図5-1 現在の粒子線医療装置と開発を目指す「レーザー駆動粒子線治療器」(概念図)
図5-2 「光医療産業バレー」拠点創出プロジェクトの連携協力体
光医療研究連携センターでは、粒子線がん治療の普及などの医療イノベーションへの貢献を目指したプロジェクトとして、高強度レーザーによるレーザー加速技術を医療に応用した極めてコンパクトで低コスト化した、革新的な 「レーザー駆動粒子線治療器」(図5-1)の開発を推進しています。
本プロジェクトは、「研究開発拠点」となる原子力機構の光医療研究連携センターが中核となり、10の協働機関とそのほかの研究協力機関が連携して(図5-2)、2007年度から文部科学省の科学技術振興調整費を獲得して進めてきました。
++++++++++
### [情報の活用]
(1) 本文によれば、光医療研究連携センターは何を目指すプロジェクトとして「レーザー駆動粒子線治療器」を開発しているのか。1〜3文で説明せよ。
(2) 本文のうち、「図5-1 現在の粒子線医療装」から始まり「費を獲得して進めてきました。」で終わる部分を書き写せ。

[自然言語による物体位置特定データ]
++++++++++
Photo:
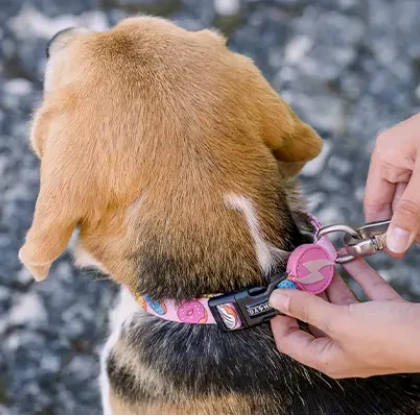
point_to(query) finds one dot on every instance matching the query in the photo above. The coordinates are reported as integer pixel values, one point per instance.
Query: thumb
(305, 307)
(405, 223)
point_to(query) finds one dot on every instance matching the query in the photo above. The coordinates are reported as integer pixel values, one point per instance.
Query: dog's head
(148, 135)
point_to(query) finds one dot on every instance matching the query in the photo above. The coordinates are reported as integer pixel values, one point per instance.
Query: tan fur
(107, 137)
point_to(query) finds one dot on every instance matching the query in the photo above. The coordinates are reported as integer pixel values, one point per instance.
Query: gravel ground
(349, 67)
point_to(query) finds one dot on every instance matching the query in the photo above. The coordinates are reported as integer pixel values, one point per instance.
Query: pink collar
(310, 267)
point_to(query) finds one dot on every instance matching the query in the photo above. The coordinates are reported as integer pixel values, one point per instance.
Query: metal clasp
(362, 242)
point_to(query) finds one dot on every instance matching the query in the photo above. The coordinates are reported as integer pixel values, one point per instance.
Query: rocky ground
(349, 67)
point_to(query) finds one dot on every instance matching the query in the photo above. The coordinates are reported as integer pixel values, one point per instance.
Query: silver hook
(326, 230)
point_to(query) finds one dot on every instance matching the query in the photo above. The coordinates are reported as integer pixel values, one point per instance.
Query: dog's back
(176, 159)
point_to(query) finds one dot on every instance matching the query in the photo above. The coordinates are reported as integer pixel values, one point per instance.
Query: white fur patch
(122, 313)
(267, 254)
(82, 259)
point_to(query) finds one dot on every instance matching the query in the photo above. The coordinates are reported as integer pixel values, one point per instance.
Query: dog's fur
(176, 160)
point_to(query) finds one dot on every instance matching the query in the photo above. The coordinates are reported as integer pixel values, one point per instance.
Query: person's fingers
(339, 293)
(305, 307)
(302, 346)
(379, 192)
(405, 223)
(399, 191)
(375, 287)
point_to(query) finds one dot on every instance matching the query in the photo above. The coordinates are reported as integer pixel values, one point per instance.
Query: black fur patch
(199, 360)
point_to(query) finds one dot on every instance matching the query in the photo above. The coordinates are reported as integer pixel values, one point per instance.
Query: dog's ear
(59, 206)
(291, 140)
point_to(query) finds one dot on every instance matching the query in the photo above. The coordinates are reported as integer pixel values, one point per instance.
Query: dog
(177, 162)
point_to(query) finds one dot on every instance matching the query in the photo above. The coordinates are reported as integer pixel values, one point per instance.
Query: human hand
(393, 184)
(360, 339)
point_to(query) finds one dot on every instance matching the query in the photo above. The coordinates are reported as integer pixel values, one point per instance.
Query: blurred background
(351, 68)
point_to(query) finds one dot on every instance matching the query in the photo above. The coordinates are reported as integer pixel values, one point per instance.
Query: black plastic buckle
(245, 308)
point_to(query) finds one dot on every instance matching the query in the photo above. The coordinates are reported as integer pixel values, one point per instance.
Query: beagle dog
(176, 161)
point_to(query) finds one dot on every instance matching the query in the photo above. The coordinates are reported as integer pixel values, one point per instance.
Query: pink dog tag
(311, 267)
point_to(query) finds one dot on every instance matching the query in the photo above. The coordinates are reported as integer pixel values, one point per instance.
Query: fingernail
(280, 301)
(397, 240)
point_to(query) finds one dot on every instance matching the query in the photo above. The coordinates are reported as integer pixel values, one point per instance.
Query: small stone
(315, 166)
(227, 7)
(28, 309)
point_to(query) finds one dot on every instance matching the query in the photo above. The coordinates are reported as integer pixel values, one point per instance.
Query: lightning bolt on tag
(314, 268)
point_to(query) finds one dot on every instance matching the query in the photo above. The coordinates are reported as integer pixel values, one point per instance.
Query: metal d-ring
(326, 230)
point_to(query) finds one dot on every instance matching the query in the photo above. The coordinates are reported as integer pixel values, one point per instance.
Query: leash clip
(363, 242)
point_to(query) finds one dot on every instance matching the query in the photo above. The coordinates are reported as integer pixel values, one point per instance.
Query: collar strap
(310, 267)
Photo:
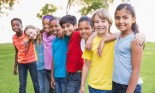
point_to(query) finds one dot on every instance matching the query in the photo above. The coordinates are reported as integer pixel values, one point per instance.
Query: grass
(9, 83)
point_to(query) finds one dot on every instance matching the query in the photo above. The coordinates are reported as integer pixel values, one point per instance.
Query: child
(127, 59)
(35, 36)
(59, 50)
(74, 60)
(47, 42)
(99, 83)
(25, 59)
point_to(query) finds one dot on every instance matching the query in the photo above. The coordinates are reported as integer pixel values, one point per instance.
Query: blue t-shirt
(40, 55)
(122, 60)
(60, 48)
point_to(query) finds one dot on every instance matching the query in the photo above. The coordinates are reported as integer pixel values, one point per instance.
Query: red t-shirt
(74, 54)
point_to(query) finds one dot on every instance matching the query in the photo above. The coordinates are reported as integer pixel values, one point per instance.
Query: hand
(61, 34)
(52, 83)
(100, 47)
(15, 71)
(139, 39)
(88, 46)
(82, 89)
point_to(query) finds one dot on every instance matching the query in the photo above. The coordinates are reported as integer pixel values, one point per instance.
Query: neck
(49, 34)
(103, 35)
(19, 34)
(126, 33)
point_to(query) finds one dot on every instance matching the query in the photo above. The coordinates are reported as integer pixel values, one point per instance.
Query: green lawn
(10, 84)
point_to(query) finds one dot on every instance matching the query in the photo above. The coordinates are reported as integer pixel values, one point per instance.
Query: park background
(27, 9)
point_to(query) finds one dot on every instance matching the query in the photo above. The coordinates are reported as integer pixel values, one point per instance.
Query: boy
(74, 60)
(25, 59)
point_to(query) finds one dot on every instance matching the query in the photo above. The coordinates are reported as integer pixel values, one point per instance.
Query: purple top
(48, 58)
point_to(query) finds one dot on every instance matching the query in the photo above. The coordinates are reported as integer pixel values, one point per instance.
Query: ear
(38, 31)
(75, 26)
(133, 19)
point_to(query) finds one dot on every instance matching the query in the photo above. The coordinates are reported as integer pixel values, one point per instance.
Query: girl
(59, 50)
(47, 42)
(25, 59)
(35, 36)
(98, 83)
(128, 56)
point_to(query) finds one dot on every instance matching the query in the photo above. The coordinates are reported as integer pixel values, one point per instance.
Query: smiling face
(16, 26)
(124, 20)
(85, 29)
(55, 27)
(31, 33)
(101, 25)
(68, 29)
(45, 24)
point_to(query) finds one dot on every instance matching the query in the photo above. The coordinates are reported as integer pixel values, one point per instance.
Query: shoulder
(136, 47)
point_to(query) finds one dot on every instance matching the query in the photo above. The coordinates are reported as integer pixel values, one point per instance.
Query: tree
(48, 9)
(6, 5)
(92, 5)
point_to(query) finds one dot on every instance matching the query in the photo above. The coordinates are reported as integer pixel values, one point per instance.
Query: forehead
(31, 30)
(16, 22)
(45, 20)
(53, 22)
(66, 24)
(84, 23)
(122, 12)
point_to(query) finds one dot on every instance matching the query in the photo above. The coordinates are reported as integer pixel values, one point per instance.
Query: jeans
(60, 85)
(48, 88)
(92, 90)
(73, 82)
(41, 78)
(120, 88)
(23, 70)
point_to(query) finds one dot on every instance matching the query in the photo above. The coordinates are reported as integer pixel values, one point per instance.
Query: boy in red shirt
(25, 57)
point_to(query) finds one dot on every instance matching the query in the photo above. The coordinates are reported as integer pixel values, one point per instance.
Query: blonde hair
(39, 35)
(103, 14)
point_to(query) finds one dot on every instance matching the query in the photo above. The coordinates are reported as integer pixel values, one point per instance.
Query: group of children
(112, 61)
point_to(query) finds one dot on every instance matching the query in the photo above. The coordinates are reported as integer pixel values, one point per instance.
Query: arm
(15, 64)
(52, 75)
(85, 70)
(105, 40)
(139, 39)
(136, 62)
(89, 41)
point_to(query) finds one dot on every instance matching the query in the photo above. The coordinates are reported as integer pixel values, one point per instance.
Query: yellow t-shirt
(100, 73)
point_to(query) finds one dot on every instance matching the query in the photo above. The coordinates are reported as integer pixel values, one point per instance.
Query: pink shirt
(74, 54)
(48, 58)
(23, 55)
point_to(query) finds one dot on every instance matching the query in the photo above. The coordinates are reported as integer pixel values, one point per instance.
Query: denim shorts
(121, 88)
(73, 82)
(93, 90)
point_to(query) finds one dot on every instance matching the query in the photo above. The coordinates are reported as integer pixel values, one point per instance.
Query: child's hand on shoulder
(15, 71)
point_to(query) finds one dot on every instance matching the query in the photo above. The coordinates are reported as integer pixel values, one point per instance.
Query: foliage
(10, 83)
(48, 9)
(6, 5)
(92, 5)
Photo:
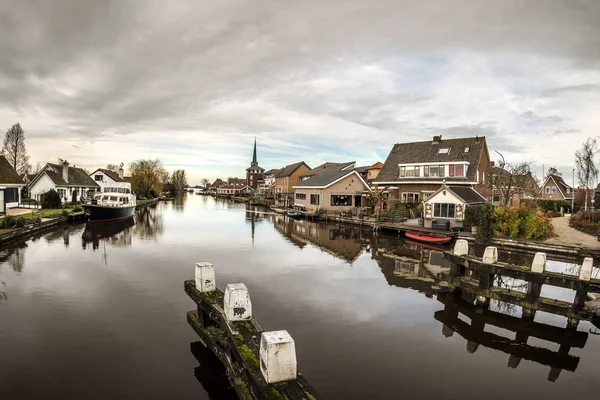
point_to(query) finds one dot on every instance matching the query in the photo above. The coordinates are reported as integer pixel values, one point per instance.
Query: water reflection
(521, 329)
(118, 233)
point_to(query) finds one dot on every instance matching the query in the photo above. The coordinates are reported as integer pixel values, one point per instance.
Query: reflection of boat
(425, 237)
(115, 203)
(94, 232)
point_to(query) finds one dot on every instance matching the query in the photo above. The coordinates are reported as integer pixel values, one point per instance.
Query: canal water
(101, 313)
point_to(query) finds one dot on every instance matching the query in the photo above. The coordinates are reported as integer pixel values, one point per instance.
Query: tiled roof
(289, 169)
(77, 176)
(328, 175)
(428, 152)
(7, 173)
(467, 194)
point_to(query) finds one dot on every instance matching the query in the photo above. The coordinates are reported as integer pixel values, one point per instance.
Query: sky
(194, 82)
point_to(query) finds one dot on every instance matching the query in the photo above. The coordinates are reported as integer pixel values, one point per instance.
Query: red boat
(425, 237)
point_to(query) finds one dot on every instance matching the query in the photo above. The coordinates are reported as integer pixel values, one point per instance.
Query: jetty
(260, 364)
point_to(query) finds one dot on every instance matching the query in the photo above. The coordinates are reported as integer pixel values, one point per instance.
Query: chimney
(66, 171)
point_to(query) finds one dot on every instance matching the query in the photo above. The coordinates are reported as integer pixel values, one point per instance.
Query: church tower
(254, 174)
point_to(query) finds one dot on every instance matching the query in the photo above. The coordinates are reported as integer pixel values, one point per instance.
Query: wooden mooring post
(477, 275)
(260, 364)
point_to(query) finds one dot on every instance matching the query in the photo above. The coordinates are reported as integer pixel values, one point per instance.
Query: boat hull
(422, 237)
(95, 213)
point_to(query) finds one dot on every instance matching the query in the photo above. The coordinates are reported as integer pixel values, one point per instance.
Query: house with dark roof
(10, 186)
(555, 188)
(104, 177)
(335, 188)
(71, 183)
(285, 180)
(413, 171)
(445, 208)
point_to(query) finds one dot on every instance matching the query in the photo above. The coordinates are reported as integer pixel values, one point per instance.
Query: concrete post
(236, 303)
(278, 357)
(490, 255)
(461, 247)
(586, 269)
(539, 263)
(205, 277)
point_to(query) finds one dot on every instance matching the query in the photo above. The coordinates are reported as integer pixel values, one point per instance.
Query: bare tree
(509, 179)
(14, 149)
(586, 169)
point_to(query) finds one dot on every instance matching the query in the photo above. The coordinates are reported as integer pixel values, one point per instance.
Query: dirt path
(571, 237)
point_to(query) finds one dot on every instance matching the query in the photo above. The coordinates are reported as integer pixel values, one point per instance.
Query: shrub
(482, 216)
(586, 221)
(50, 199)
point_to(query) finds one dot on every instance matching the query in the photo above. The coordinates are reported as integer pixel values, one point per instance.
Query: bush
(586, 221)
(522, 222)
(50, 199)
(481, 216)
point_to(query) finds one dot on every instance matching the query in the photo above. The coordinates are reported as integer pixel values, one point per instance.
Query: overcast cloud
(193, 83)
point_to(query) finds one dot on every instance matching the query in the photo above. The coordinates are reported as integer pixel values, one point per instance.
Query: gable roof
(77, 176)
(289, 169)
(466, 194)
(331, 175)
(428, 152)
(111, 174)
(560, 183)
(7, 173)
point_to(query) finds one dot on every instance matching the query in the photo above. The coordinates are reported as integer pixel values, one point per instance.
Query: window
(444, 210)
(437, 170)
(456, 170)
(410, 197)
(341, 200)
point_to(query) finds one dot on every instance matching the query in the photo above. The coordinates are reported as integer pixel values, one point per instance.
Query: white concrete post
(586, 269)
(205, 277)
(490, 255)
(461, 247)
(539, 263)
(237, 304)
(278, 356)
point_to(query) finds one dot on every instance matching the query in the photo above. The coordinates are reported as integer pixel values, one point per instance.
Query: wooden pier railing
(260, 364)
(477, 275)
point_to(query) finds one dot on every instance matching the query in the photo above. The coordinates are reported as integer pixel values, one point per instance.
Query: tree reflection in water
(149, 221)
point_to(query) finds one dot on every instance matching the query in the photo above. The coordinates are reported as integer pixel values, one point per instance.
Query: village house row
(444, 175)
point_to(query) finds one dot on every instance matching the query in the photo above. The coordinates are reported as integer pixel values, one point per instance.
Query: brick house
(337, 188)
(285, 180)
(413, 171)
(555, 188)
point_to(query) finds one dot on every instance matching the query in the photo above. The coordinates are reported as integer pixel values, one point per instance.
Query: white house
(103, 177)
(71, 183)
(447, 206)
(10, 186)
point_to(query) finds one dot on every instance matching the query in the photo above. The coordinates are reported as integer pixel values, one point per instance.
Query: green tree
(14, 150)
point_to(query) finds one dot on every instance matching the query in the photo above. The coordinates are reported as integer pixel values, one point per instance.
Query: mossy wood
(236, 345)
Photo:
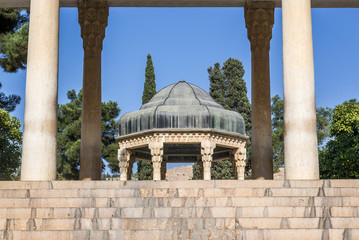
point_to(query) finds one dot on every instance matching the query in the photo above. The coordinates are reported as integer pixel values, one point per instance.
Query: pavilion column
(130, 167)
(207, 148)
(93, 17)
(157, 156)
(239, 161)
(124, 158)
(300, 135)
(200, 167)
(163, 170)
(40, 118)
(259, 17)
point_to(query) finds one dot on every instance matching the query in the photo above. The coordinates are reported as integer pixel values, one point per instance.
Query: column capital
(239, 157)
(93, 19)
(124, 158)
(259, 17)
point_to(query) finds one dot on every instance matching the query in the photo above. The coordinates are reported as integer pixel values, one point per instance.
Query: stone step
(180, 212)
(179, 192)
(179, 184)
(253, 234)
(180, 202)
(158, 223)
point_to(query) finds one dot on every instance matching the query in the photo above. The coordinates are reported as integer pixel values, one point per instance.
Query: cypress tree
(228, 88)
(149, 89)
(217, 85)
(145, 169)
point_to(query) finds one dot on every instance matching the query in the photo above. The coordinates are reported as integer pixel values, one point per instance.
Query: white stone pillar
(157, 157)
(207, 148)
(259, 16)
(40, 119)
(93, 16)
(300, 136)
(124, 158)
(239, 159)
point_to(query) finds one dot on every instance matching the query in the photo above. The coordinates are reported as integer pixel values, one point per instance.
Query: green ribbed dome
(181, 106)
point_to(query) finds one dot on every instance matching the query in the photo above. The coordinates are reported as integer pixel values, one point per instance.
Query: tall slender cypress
(145, 169)
(228, 88)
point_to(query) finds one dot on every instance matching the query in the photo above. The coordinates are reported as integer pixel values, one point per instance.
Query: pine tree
(217, 85)
(149, 89)
(145, 169)
(14, 29)
(228, 88)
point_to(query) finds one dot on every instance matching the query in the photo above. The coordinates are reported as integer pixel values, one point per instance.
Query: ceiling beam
(186, 3)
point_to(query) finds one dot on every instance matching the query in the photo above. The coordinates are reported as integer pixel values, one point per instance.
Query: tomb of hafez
(181, 123)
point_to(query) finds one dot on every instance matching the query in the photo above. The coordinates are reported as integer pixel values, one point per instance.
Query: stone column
(207, 148)
(130, 167)
(93, 20)
(124, 158)
(300, 135)
(40, 118)
(163, 170)
(259, 18)
(157, 155)
(200, 167)
(239, 159)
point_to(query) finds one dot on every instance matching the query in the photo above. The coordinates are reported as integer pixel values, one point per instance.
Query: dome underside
(181, 106)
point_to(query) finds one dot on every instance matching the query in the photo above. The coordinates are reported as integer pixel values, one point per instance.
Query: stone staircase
(223, 209)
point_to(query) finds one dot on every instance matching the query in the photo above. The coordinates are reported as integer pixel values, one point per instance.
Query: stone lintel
(140, 140)
(185, 3)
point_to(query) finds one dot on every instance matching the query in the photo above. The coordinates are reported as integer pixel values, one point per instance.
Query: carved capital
(124, 158)
(93, 17)
(156, 153)
(207, 148)
(259, 17)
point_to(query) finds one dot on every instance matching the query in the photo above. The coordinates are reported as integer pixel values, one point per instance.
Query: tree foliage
(14, 29)
(340, 157)
(323, 123)
(277, 132)
(145, 169)
(10, 146)
(8, 103)
(228, 88)
(69, 135)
++++++++++
### [解答]
(1) 粒子線がん治療の普及などの医療イノベーションへの貢献を目指すプロジェクトである。そのなかで、高強度レーザーによるレーザー加速技術を医療に応用し、極めてコンパクトで低コストの治療器の開発を進めている。

(2)
図5-1 現在の粒子線医療装置と開発を目指す「レーザー駆動粒子線治療器」(概念図)
図5-2 「光医療産業バレー」拠点創出プロジェクトの連携協力体
光医療研究連携センターでは、粒子線がん治療の普及などの医療イノベーションへの貢献を目指したプロジェクトとして、高強度レーザーによるレーザー加速技術を医療に応用した極めてコンパクトで低コスト化した、革新的な 「レーザー駆動粒子線治療器」(図5-1)の開発を推進しています。
本プロジェクトは、「研究開発拠点」となる原子力機構の光医療研究連携センターが中核となり、10の協働機関とそのほかの研究協力機関が連携して(図5-2)、2007年度から文部科学省の科学技術振興調整費を獲得して進めてきました。